### Dataset excerpts
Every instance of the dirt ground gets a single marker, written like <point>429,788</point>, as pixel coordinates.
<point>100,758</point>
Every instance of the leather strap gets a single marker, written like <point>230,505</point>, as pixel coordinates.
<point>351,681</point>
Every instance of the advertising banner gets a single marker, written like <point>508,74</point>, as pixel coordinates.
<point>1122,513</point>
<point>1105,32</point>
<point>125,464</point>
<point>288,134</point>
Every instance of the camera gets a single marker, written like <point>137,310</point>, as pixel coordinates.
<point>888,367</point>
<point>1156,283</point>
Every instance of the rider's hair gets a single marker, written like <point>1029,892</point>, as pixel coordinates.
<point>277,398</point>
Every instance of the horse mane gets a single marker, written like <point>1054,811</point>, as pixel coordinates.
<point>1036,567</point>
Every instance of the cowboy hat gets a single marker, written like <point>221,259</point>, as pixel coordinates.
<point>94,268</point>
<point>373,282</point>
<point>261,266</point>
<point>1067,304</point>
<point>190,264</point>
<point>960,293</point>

### Problem description
Could you update all of the items above by replacing "pixel coordinates" with "image coordinates" and write them out again, leaving everything else unchanged?

### Answer
Every instance of the dirt ground gets a single marker, written like <point>429,788</point>, as image coordinates.
<point>100,758</point>
Every instance of the leather strap gets a single marker, written like <point>230,505</point>, as image coordinates.
<point>351,681</point>
Every instance of the advertising banner gets a single marker, written like <point>508,74</point>, as image coordinates.
<point>1122,513</point>
<point>1105,32</point>
<point>125,464</point>
<point>288,134</point>
Every instance of the camera gets a single marker, written like <point>137,310</point>, as image coordinates.
<point>888,367</point>
<point>1156,283</point>
Every instance of the rider's hair gets a single marker, written like <point>1029,892</point>, as image coordinates.
<point>277,398</point>
Every instance of the horse mane gets a single marker, written like <point>1054,811</point>, as image coordinates.
<point>1036,567</point>
Every instance of the cowboy hat gets a single marker, written like <point>221,259</point>, as image coordinates.
<point>94,268</point>
<point>373,282</point>
<point>261,266</point>
<point>1067,304</point>
<point>190,264</point>
<point>960,293</point>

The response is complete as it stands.